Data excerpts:
════════════════════
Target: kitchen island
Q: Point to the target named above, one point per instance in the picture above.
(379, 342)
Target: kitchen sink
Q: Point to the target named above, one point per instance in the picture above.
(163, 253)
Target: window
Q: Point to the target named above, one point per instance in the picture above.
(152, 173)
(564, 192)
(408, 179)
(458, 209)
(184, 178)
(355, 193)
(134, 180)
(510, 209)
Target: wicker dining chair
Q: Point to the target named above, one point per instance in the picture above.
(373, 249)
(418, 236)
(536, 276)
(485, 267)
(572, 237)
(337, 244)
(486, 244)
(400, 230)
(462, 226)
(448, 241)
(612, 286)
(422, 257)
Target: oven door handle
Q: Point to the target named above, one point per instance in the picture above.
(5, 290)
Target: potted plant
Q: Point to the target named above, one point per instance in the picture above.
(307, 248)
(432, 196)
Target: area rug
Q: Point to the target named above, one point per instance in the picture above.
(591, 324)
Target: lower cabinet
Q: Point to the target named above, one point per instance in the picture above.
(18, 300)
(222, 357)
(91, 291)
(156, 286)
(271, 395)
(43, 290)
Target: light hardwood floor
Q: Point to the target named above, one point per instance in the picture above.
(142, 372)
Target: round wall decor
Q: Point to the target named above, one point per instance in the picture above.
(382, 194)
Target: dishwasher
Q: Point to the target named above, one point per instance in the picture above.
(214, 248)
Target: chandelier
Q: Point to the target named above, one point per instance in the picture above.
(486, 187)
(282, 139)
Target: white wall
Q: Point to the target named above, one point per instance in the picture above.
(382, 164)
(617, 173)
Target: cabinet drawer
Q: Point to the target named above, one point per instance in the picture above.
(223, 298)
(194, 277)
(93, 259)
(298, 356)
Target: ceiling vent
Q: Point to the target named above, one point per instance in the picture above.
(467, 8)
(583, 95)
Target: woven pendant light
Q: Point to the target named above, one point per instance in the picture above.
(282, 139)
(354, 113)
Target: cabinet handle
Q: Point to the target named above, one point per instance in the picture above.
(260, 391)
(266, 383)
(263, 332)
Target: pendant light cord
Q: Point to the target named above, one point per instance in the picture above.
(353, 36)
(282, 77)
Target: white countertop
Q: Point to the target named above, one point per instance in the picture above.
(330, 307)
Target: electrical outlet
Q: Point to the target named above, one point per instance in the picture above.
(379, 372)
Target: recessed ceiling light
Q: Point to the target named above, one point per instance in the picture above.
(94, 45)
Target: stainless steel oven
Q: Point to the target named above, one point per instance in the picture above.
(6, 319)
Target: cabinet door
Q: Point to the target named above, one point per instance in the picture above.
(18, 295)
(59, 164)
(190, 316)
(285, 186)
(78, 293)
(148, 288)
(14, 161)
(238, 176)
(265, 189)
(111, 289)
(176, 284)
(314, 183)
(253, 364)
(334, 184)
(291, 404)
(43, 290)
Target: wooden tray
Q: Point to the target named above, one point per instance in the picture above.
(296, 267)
════════════════════
YOUR TASK ->
Your response should be the lines of the entries above that include the string "white".

PROBLEM SOLUTION ->
Target: white wall
Target: white countertop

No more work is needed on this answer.